### ИСХОДНЫЙ ОТРЫВОК
────────────────

Психоделики тоже принесли мне пользу. Я экспериментировал с ними в течение многих лет ради забавы, но теперь начал использовать их терапевтически, с лечебной целью. Они не просто позволяли мне на время уйти от реальности, а переосмыслить её. Под воздействием веществ я мог отпустить жёсткие предубеждения, увидеть, что существует другой мир за пределами моих сильно отфильтрованных чувств, который был столь же реален и вдвойне прекрасен — мир без красного тумана, без причин для него. Там была только истина.

Когда действие психоделиков затуманивало память об этом мире, осталась только мысль: Это не всё, что есть на свете. Все великие провидцы и философы говорят, что наша повседневная жизнь — иллюзия. Я всегда чувствовал в этом правду. Но насколько же обнадёживающе было, съев гриб или хлебнув айяуаски, убедиться в этом на собственном опыте.

Однако единственным средством, которое оказалось наиболее эффективным, была работа. Помогать другим, делать что-то хорошее в мире, смотреть не внутрь, а вовне. Вот, что лучше всего. Африка и «Игры непобеждённых» — эти цели долгое время были самыми близкими моему сердцу. Но теперь я хотел погрузиться глубже. За последний год или около того я разговаривал с пилотами вертолётов, ветеринарными врачами, рейнджерами, и все они говорили мне, что идёт война, война за спасение планеты. Война, говорите?

Записывайте меня.

Одна небольшая проблема: Вилли. Он говорил, что Африка — его дело. И у него было право так говорить, или он так считал, потому что он Наследник. В его власти было наложить вето на мои планы, и он намеревался воспользоваться этим правом.

Я рассказывал Тидж и Майку, что мы несколько раз здорово поругались по этому поводу. Однажды мы чуть не подрались в присутствии друзей детства, сыновей Эмилии и Хью. Один из них спросил: Почему вы не можете работать с Африкой вместе?

С Вилли чуть не случился припадок, он налетел на того сына за такое предложение. Потому что носороги, слоны — это моё!

Всё это было так очевидно. Он не столько заботился о поиске своего предназначения или увлечения, сколько о том, чтобы выиграть пожизненное соревнование со мной.

В ходе нескольких жарких дискуссий выяснилось, что Вилли, когда я отправился на Северный полюс, очень обиделся. Он чувствовал себя оскорблённым тем, что его не пригласили. В то же время он сказал, что галантно отошёл в сторону и разрешил мне поехать, более того, он позволил мне общаться с ранеными солдатами. Я разрешил тебе работать с ветеранами, почему ты не разрешаешь мне заниматься африканскими слонами и носорогами?

Я пожаловался Тидж и Майку, что наконец-то увидел свой путь, что наконец-то нашёл то, что могло бы заполнить дыру в сердце, оставленную службой в армии, и даже нечто более долговечное, а Вилли стоит на моём пути.

────────────────

### ЗАДАНИЯ
a. Выведите без изменений часть отрывка о Вилли и Африке: начните с места, где стоят слова «Я рассказывал Тидж», и остановитесь после слов «с Африкой вместе?».
b. Допишите следующую часть отрывка о Вилли и Африке, продолжив его сразу после последнего приведённого предложения.
Записи для работы не понадобятся.

### ПРЕДОСТАВЛЕННЫЕ МАТЕРИАЛЫ
────────────────

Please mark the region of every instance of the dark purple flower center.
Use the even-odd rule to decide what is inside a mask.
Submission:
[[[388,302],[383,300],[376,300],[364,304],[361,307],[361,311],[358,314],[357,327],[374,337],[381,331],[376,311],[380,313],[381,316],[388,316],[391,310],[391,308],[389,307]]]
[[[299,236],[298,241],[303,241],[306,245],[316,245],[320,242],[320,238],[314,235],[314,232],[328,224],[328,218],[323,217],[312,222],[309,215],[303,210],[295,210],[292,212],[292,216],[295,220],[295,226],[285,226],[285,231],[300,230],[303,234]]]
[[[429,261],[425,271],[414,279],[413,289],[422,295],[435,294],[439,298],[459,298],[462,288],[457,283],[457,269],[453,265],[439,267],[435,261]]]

────────────────

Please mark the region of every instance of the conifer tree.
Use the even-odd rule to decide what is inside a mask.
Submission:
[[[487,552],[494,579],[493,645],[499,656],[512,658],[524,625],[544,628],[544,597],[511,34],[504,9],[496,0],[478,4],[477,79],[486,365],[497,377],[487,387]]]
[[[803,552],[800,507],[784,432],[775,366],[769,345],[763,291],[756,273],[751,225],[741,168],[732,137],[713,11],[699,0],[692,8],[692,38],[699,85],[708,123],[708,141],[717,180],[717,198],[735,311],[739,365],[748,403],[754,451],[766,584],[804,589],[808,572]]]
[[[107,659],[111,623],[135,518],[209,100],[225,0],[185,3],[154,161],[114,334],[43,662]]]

────────────────

### ОТВЕТЫ ПО НОМЕРАМ
a.
Я рассказывал Тидж и Майку, что мы несколько раз здорово поругались по этому поводу. Однажды мы чуть не подрались в присутствии друзей детства, сыновей Эмилии и Хью. Один из них спросил: Почему вы не можете работать с Африкой вместе?

b.
Они были потрясены. Продолжай бороться, сказали они. В Африке вам обоим найдётся занятие. Вы оба там нужны.

И вот, с их поддержкой, я отправился в четырёхмесячную поездку по поиску фактов, чтобы узнать правду о войне за слоновую кость. Ботсвана. Намибия. Танзания. Южная Африка. Я отправился в Национальный парк Крюгера, огромный участок сухой, бесплодной земли размером с Израиль. В войне с браконьерами Крюгер был линией фронта. Популяции носорогов, как чёрных, так и белых, резко сократились из-за армий браконьеров, которых стимулировали китайские и вьетнамские преступные синдикаты. Один рог носорога стоил огромных денег, поэтому на каждого арестованного браконьера приходилось ещё пять, готовых занять его место.

Чёрные носороги были более редкими и, следовательно, более ценными. Они также были более опасны. Как все травоядные, они жили в густом кустарнике, и пробираться за ними вброд было смертельно опасно. Они не знали, что вы пришли на помощь. Несколько раз на меня нападали, и мне везло, что я уходил живым. (Совет: всегда знайте, где находится ближайшая ветка дерева, потому что вам может понадобиться запрыгнуть на неё). У меня были друзья, которым не повезло.

Белые носороги были более послушными и более многочисленными, но, возможно, из-за этой послушности их век мог стать кратким. Будучи травоядными, они также жили на открытых пастбищах. Их легче увидеть, легче подстрелить.

Я участвовал в бесчисленных патрулях по борьбе с браконьерством. Несколько раз в Крюгере мы приходили слишком поздно. Я видел, наверное, 40 изрешеченных пулями туш носорогов.

Браконьеры в других частях Южной Африки, как я узнал, не всегда стреляли в носорогов. Пули были дорогими, а выстрелы выдавали их местоположение. Поэтому они обкалывали носорога транквилизатором, а затем отпиливали рог, пока носорог спал. Носорог просыпался без морды и, спотыкаясь, уходил в кусты умирать.

Я ассистировал на одной длительной операции носорогу по имени Хоуп, восстанавливал ей морду, латая открытые мембраны внутри отверстия, в котором когда-то находился рог. Я и вся хирургическая команда сильно переживали. Мы все сомневались, правильно ли поступили с бедной девочкой. Ей было так больно.

Но мы просто не могли её отпустить.


84

Однажды утром на вертолёте над Крюгером мы долго летали по кругу в поисках приметных признаков. Вдруг я заметил самый верный признак из всех.

Вот, сказал я.

Грифы.

Мы быстро снизились.

Тучи стервятников взлетели, как только мы коснулись земли.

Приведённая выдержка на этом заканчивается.